Shaun Ryder, singer songwriter with Black Grape and Happy Mondays, chats with Kevin Cooper about working with producer Youth, supporting Richard Ashcroft, Black Grape’s latest album Pop Voodoo and his forthcoming appearance at Nottingham’s Splendour Festival.

Shaun Ryder is an English musician, singer and songwriter, best known for being the lead singer of the Happy Mondays and Black Grape.

Known for his witty lyrics it was his struggle with drugs which led to the break-up of the Happy Mondays in 1992. The film 24 Hour Party People featured the (semi-fictional) story of Shaun Ryder’s youth and the life of the Happy Mondays whilst signed with Factory Records in the late 80s and early 90s.

Ryder returned to the spotlight in 1995 with his new project, Black Grape, and had immediate success with their first release, It’s Great When You’re Straight… Yeah, which topped the British album chart. However, their follow-up album, Stupid Stupid Stupid, did not achieve the same critical or commercial success, and the group split in 1998.

In 2010, Ryder briefly reformed Black Grape with producer Danny Saber and Paul Leveridge (Kermit) for a concert as part of the Get Loaded In The Dark gig series at The Coronet in London. Success followed when in 2015, Black Grape signed to Creation Management run by Alan McGee and Simon Fletcher and toured to celebrate twenty-one years of It’s Great When You’re Straight… Yeah album.

Whilst busy rehearsing for Black Grape’s forthcoming festival appearances, he took some time to have a chat with Kevin Cooper, and this is what he had to say.

■ Brief A
Copy out the passage on Shaun Ryder word for word, from "Ryder returned to" up to and including "had to say.".
■ Brief B
Answer these questions from the passage on Shaun Ryder:
(i) In what year did the Happy Mondays break up?
(ii) Which Black Grape album topped the British album chart?
(iii) At which venue did the reformed Black Grape play its 2010 concert?

■ Supplied material
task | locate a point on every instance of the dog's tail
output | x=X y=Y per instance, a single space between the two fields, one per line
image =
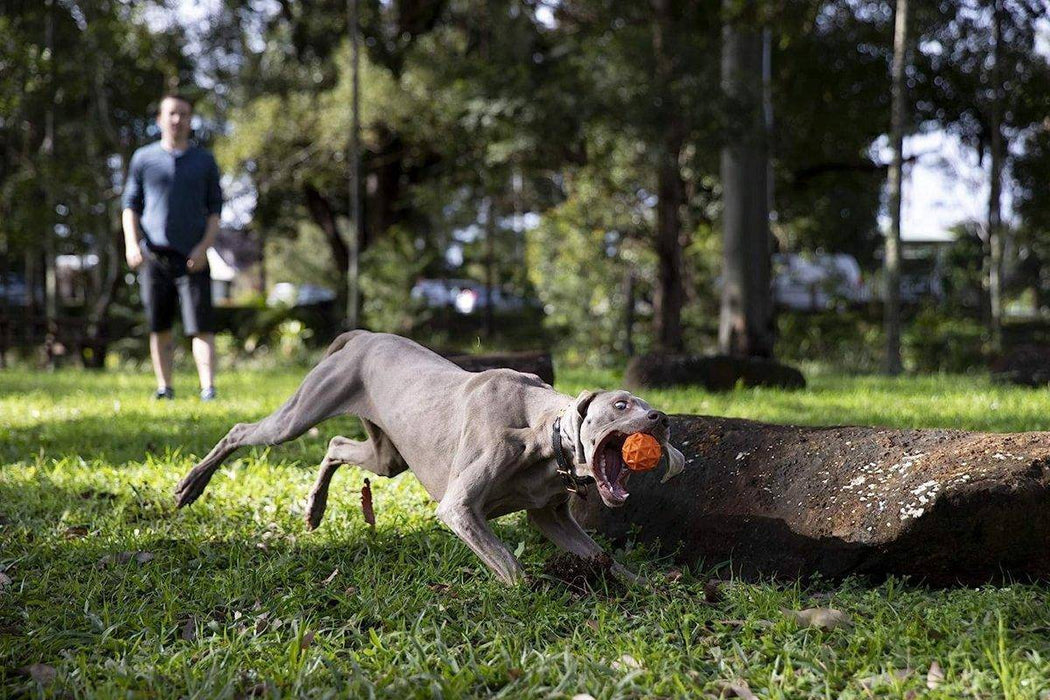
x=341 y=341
* * *
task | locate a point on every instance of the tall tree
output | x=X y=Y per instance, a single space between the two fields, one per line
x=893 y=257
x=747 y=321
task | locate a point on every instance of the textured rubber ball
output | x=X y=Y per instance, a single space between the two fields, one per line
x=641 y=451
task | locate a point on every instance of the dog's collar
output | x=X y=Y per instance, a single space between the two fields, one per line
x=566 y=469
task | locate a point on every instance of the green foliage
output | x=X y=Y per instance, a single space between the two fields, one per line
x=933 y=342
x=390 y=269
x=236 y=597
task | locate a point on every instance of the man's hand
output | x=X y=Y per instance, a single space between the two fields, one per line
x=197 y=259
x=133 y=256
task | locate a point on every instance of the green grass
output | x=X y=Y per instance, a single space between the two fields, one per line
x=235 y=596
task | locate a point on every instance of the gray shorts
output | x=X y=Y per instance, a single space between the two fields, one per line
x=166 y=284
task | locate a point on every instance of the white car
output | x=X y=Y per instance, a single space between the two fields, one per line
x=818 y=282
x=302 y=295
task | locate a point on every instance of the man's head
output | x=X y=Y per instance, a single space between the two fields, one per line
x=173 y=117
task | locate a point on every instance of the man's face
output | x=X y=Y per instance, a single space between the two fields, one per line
* * *
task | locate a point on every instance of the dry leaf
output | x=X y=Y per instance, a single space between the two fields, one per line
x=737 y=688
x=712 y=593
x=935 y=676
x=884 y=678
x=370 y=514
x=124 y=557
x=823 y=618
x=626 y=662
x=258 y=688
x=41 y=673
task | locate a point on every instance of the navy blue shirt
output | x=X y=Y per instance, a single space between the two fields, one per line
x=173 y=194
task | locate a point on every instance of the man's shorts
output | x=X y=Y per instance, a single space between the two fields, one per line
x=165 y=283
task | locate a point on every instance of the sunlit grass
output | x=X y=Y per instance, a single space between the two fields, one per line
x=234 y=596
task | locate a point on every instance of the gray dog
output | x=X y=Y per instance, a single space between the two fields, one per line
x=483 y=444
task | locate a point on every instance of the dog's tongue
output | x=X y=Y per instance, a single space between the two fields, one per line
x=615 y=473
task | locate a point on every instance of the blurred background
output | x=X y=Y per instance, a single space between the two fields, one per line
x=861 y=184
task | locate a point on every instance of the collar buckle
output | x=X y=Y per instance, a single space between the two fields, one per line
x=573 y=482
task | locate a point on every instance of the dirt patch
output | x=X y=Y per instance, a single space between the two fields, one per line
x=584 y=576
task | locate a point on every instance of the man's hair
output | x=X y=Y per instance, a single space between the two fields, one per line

■ Final answer A
Ryder returned to the spotlight in 1995 with his new project, Black Grape, and had immediate success with their first release, It’s Great When You’re Straight… Yeah, which topped the British album chart. However, their follow-up album, Stupid Stupid Stupid, did not achieve the same critical or commercial success, and the group split in 1998.

In 2010, Ryder briefly reformed Black Grape with producer Danny Saber and Paul Leveridge (Kermit) for a concert as part of the Get Loaded In The Dark gig series at The Coronet in London. Success followed when in 2015, Black Grape signed to Creation Management run by Alan McGee and Simon Fletcher and toured to celebrate twenty-one years of It’s Great When You’re Straight… Yeah album.

Whilst busy rehearsing for Black Grape’s forthcoming festival appearances, he took some time to have a chat with Kevin Cooper, and this is what he had to say.

■ Final answer B
(i) 1992
(ii) It's Great When You're Straight… Yeah
(iii) The Coronet in London